━━━ ОТРЫВОК

Двадцать девятого апреля беспорядки охватили тыловой лагерь под Суассоном, где взбунтовался 2-й батальон 18-го пехотного полка. Подразделение понесло тяжёлые потери во время наступления и вместо обещанного отдыха внезапно получило приказ возвращаться на фронт. Третьего мая, также под Суассоном, беспорядки охватили уже всю 2-ю колониальную дивизию. После приказа возвращаться на фронт солдаты отказались подчиняться и начали жечь бараки и снаряжение. Группа из 200 бойцов даже пыталась прорваться в штаб дивизии, но была остановлена жандармами.
Вскоре подобные эпизоды начались во многих дивизиях, и, несмотря на то, что дисциплину, как правило, удавалось восстановить в течение пары дней, возникало всё больше пугающих симптомов. Среди протестов начали появляться «Советы» и «солдатские уполномоченные» — французы были вполне в курсе происходящего в русской армии.
На Париж!
Суассон, превращённый войной в огромный лагерь и гигантский логистический узел французской армии, вообще стал центром мятежей.
Пятнадцатого мая бунт начался среди бойцов XXI корпуса. Они забаррикадировались в бараках и открыли огонь по пытавшимся восстановить порядок офицерам. Вечером группа вооружённых солдат выдвинулась на вокзал, чтобы захватить поезд и двинуться на Париж, но план сорвался из-за отсутствия поездов. Не удалась и попытка двинуться на соседние лагеря с целью подбить их на беспорядки — бунтующие были заблокированы батальонами территориалов и возвращены в казармы.
Но ситуация снова стала накаляться через несколько дней. После получения приказа о выдвижении на фронт солдаты 370-го пехотного полка собрались на митинг и отказались садиться в поданные грузовики. Вместо этого вместе с бойцами других полков они начали грабить лавки и магазины в Суассоне, нападая на офицеров и жандармов.

━━━━━━
━━━ ВЫДЕРЖКИ ИЗ ДАННЫХ

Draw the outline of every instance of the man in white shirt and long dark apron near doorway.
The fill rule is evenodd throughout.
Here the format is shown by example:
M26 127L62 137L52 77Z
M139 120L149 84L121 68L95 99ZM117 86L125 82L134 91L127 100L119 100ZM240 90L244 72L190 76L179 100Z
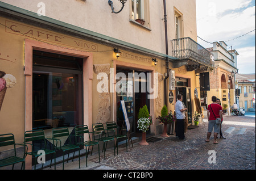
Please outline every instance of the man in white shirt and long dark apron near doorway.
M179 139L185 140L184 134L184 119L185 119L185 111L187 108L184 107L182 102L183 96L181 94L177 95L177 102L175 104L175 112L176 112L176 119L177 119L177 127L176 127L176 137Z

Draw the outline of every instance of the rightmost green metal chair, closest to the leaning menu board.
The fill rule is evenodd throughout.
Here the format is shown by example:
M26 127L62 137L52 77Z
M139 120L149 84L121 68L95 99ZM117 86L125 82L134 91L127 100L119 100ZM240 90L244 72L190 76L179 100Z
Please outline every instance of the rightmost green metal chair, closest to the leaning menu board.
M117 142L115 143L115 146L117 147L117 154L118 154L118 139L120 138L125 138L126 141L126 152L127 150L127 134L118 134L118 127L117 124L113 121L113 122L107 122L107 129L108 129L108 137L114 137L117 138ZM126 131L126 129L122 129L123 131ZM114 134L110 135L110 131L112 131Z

━━━━━━
━━━ ВЫДЕРЖКИ ИЗ ДАННЫХ

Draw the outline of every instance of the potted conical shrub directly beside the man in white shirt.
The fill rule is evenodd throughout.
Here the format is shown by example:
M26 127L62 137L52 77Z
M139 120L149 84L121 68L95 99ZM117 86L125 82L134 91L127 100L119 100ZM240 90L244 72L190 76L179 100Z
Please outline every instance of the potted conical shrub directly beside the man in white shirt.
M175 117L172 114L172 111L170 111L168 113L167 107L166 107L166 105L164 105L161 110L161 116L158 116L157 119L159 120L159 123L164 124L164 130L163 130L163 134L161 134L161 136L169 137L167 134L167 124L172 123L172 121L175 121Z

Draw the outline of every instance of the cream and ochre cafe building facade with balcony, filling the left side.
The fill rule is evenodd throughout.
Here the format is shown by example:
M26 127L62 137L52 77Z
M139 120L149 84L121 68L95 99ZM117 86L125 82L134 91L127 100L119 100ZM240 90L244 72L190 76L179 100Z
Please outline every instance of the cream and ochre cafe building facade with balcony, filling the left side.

━━━━━━

ПОРЯДОК ВЫПОЛНЕНИЯ: Продолжите отрывок о солдатских мятежах во французской армии под Суассоном, начав сразу после его последнего предложения.

ПИСЬМЕННЫЙ ОТВЕТ:
Одной из групп удалось захватить поезд. Вывесив в окнах красные флаги и распевая революционные песни, бунтовщики двинулись на Париж.
Далеко они, однако, не уехали, а были остановлены в лесу кавалерийским полком (кавалерия вообще практически не бунтовала). После перестрелки с убитыми и ранеными солдат разоружили.
Призывы идти делать революцию в Париже стали всё более громкими в июне 1917-го, попытки захвата поездов и грузовиков всё множились. К концу июня беспорядками были охвачены 68 дивизий и 129 полков французской армии, а также семь колониальных частей.
Казалось, что французская армия окончательно сломалась и больше не желает воевать.
Постепенно, но по своим причинам сползли в анархию и части Экспедиционного корпуса Русской армии во Франции. Две русские бригады (правда, численностью сильно больше стандартных) сражались во Франции в 1916-м и к началу года их дух уже считался сильно надломленным, а сами части характеризовались французами как «ненадёжные». В бригадах функционировали революционные кружки и активно читалась поставляемая русскими эмигрантами пресса, включая газету Троцкого «Наше Слово».
Дисциплина покатились под откос после прихода новостей о Февральской революции. Среди солдат и офицеров немедленно начался раскол по политическим вопросам, были сформированы Советы, которые начали голосовать за то, продолжать ли войну.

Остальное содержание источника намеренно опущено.